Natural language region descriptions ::

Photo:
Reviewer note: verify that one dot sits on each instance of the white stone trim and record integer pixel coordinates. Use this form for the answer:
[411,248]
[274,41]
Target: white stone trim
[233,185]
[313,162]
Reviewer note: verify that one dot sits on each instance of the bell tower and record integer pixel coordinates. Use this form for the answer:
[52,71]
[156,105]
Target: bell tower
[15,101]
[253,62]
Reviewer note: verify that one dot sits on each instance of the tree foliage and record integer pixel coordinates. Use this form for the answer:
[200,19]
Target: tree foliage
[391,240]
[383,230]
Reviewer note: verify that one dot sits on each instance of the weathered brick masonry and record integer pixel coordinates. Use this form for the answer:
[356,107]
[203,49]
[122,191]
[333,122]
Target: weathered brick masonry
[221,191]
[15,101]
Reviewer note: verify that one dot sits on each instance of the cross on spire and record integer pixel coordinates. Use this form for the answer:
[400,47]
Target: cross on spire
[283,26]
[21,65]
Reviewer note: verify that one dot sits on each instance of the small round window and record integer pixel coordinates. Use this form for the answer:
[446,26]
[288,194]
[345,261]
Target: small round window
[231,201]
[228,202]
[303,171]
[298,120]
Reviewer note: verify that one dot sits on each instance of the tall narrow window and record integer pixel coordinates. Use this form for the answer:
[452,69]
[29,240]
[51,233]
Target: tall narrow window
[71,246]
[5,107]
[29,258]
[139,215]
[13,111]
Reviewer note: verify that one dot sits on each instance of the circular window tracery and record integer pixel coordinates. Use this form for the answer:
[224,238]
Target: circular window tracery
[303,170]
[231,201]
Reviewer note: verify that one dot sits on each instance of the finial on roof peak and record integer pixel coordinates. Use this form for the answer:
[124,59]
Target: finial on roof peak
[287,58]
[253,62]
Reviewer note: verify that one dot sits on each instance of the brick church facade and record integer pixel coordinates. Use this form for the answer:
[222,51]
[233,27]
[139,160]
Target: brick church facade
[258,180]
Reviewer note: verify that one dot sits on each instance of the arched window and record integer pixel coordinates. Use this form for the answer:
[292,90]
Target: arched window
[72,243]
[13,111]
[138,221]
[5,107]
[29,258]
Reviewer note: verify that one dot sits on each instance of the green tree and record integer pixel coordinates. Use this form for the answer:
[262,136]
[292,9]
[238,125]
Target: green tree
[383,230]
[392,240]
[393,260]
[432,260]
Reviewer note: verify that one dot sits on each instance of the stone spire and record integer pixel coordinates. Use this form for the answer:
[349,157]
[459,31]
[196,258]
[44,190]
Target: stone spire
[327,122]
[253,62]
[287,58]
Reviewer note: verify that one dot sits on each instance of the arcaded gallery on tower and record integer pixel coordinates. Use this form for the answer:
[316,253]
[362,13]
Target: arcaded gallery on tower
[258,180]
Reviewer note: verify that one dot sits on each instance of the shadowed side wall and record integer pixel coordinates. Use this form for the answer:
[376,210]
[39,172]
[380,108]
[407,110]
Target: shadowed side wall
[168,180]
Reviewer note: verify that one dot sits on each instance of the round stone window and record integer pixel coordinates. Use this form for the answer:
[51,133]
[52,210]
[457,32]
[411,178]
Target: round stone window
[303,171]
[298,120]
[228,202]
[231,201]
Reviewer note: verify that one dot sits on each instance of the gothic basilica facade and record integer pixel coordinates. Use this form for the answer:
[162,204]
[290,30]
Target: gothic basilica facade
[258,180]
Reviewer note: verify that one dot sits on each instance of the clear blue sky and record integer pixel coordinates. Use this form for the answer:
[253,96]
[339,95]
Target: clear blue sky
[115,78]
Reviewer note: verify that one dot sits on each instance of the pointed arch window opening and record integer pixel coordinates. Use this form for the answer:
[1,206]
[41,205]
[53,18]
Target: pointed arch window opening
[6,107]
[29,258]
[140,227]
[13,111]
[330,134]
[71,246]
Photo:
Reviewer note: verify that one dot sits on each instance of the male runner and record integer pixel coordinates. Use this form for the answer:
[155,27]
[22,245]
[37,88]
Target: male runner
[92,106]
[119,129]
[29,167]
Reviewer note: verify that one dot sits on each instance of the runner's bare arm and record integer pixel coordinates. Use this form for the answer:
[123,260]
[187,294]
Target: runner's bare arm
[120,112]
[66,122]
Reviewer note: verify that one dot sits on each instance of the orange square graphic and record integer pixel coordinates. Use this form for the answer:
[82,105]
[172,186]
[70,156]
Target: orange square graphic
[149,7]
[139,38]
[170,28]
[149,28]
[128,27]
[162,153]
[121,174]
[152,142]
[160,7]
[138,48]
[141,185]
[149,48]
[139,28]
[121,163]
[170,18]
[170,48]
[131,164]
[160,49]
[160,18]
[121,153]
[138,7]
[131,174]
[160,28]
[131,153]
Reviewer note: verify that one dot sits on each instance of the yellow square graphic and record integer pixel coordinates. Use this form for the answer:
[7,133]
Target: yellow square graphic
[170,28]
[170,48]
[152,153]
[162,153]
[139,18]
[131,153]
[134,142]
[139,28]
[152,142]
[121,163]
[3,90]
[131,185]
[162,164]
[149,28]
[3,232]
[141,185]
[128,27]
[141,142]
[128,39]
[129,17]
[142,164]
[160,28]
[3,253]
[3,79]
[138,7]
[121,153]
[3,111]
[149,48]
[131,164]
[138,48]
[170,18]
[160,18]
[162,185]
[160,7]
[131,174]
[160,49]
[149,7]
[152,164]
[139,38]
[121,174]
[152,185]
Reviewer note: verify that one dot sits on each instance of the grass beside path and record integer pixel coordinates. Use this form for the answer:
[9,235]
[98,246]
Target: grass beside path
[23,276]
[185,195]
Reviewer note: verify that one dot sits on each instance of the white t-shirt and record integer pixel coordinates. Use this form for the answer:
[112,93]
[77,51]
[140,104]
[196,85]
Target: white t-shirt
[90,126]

WHAT YOU NEED TO DO ::
Every record must be repeated precisely and in full.

SOLUTION ::
Photo:
Reviewer note: verify that one dot sits on each instance of the white stone trim and record integer pixel coordinates. Use this form for the answer:
[411,248]
[274,41]
Target: white stone trim
[233,185]
[313,162]
Reviewer note: verify that one dot sits on each instance of the bell tower and record integer pixel coordinates. Use this form for the answer:
[52,71]
[156,105]
Target: bell tower
[15,101]
[253,62]
Reviewer note: verify that one dot sits on each instance of the tree foliage and record integer pixel coordinates. Use this form for the answer:
[200,19]
Target: tree foliage
[391,240]
[383,230]
Reviewer note: verify that one dot sits on each instance of the weathered brick masonry and record integer pixel coordinates. Use this form for the answer:
[356,107]
[203,49]
[122,191]
[333,122]
Target: weathered brick masonry
[221,191]
[15,101]
Reviewer note: verify that one dot sits on each instance of the cross on spire and record integer pixel coordinates. Use this form for the answer:
[400,47]
Target: cross on spire
[283,26]
[21,65]
Reviewer note: verify that one dot sits on each instance of the small round window and record integer pixel coordinates. Use this form for the answer:
[446,26]
[288,194]
[345,261]
Target: small round window
[231,201]
[228,202]
[303,171]
[298,120]
Reviewer note: verify that one dot sits on each instance of the tall narrow window and record integer pixel coordinates. Use this form for the answer:
[452,69]
[29,240]
[51,233]
Target: tall narrow window
[71,246]
[5,107]
[29,258]
[139,215]
[13,111]
Reviewer note: verify that one dot sits on each instance of the circular window tracery and record integer pixel coordinates. Use this form for the answer:
[224,238]
Target: circular window tracery
[303,170]
[231,201]
Reviewer note: verify that one dot sits on each instance of the finial on roof peak and record integer pixel coordinates. Use this form for the answer:
[124,59]
Target: finial on roof peak
[287,58]
[253,62]
Reviewer note: verify that one dot sits on each instance of the brick church facade and record integer pixel coordinates. Use this form for the answer:
[222,51]
[233,27]
[139,160]
Target: brick church facade
[258,180]
Reviewer note: verify that one dot sits on each instance of the arched window and record integer pixel coordinates. Use this form for the answer:
[292,90]
Target: arched window
[72,243]
[13,111]
[138,221]
[5,107]
[29,258]
Reviewer note: verify that one dot sits on each instance of the green tree and record integer pixel coordinates. Use this form for the answer:
[262,136]
[292,9]
[238,125]
Target: green tree
[383,230]
[392,240]
[393,260]
[432,260]
Reviewer note: verify that one dot sits on each instance of the stone spire and record integer pixel coordinates. Use this form for the answer:
[349,157]
[459,31]
[196,258]
[44,190]
Target: stone spire
[327,122]
[253,62]
[287,58]
Reviewer note: verify that one dot sits on each instance of the arcaded gallery on tower and record integer pixel coordinates. Use this form for the answer:
[316,253]
[362,13]
Target: arcaded gallery on tower
[258,180]
Reviewer note: verify that one dot sits on each instance of the shadowed side wall and record integer pixel coordinates. Use this form for the answer:
[376,210]
[39,172]
[380,108]
[407,110]
Target: shadowed side wall
[168,180]
Reviewer note: verify that one dot sits on each instance of the round stone window and record integer pixel coordinates. Use this form for the answer:
[51,133]
[52,210]
[457,32]
[411,178]
Target: round stone window
[303,171]
[298,120]
[228,202]
[231,201]
Reviewer note: verify that one dot sits on each instance of the gothic basilica facade and record integer pixel coordinates. Use this form for the answer:
[162,204]
[290,30]
Target: gothic basilica facade
[258,180]
Reviewer note: verify that one dot sits on each instance of the clear blue sky and record integer pixel coordinates. Use this form for the answer:
[253,96]
[339,95]
Target: clear blue sky
[115,78]
Reviewer note: verify that one dot sits on each instance of the pointed arch window opening and record integer pixel coordinates. Use this form for the answer:
[1,206]
[41,205]
[53,18]
Target: pointed arch window opening
[6,107]
[29,258]
[140,227]
[13,111]
[330,134]
[71,246]
Photo:
Reviewer note: verify that one dot sits on each instance of the male runner and record integer pixel coordinates. Use this form for the answer:
[155,27]
[22,245]
[37,88]
Target: male runner
[92,106]
[119,129]
[29,167]
Reviewer note: verify that one dot sits on each instance of the runner's bare arm and record integer pixel coordinates. Use this form for the answer:
[123,260]
[187,294]
Target: runner's bare arm
[120,112]
[66,122]
Reviewer note: verify that one dot sits on each instance of the orange square graphic and record integer pixel coordinates. Use this form for the answer:
[82,105]
[172,186]
[70,156]
Target: orange square graphic
[149,7]
[139,38]
[170,28]
[149,28]
[128,27]
[162,153]
[121,174]
[152,142]
[160,7]
[138,48]
[141,185]
[149,48]
[139,28]
[121,163]
[170,18]
[170,48]
[131,164]
[160,49]
[160,18]
[121,153]
[138,7]
[131,174]
[160,28]
[131,153]
Reviewer note: verify that one dot sits on each instance of the yellow square graphic and record integer pixel coordinates. Use this form for the answer:
[7,133]
Target: yellow square graphic
[170,28]
[170,48]
[152,153]
[162,153]
[139,18]
[131,153]
[134,142]
[139,28]
[152,142]
[121,163]
[3,90]
[131,185]
[162,164]
[149,28]
[3,232]
[141,185]
[128,27]
[141,142]
[128,39]
[129,17]
[142,164]
[160,28]
[3,253]
[3,79]
[138,7]
[121,153]
[3,111]
[149,48]
[131,164]
[138,48]
[170,18]
[160,18]
[162,185]
[160,7]
[131,174]
[160,49]
[149,7]
[152,164]
[139,38]
[121,174]
[152,185]
Reviewer note: verify that one dot sits on each instance of the grass beside path and record integer pixel coordinates. Use this form for the answer:
[9,235]
[98,246]
Target: grass beside path
[23,276]
[185,195]
Reviewer note: verify that one dot sits on each instance of the white t-shirt and record integer pixel coordinates. Use this form for the answer:
[112,93]
[77,51]
[140,104]
[196,85]
Target: white t-shirt
[90,126]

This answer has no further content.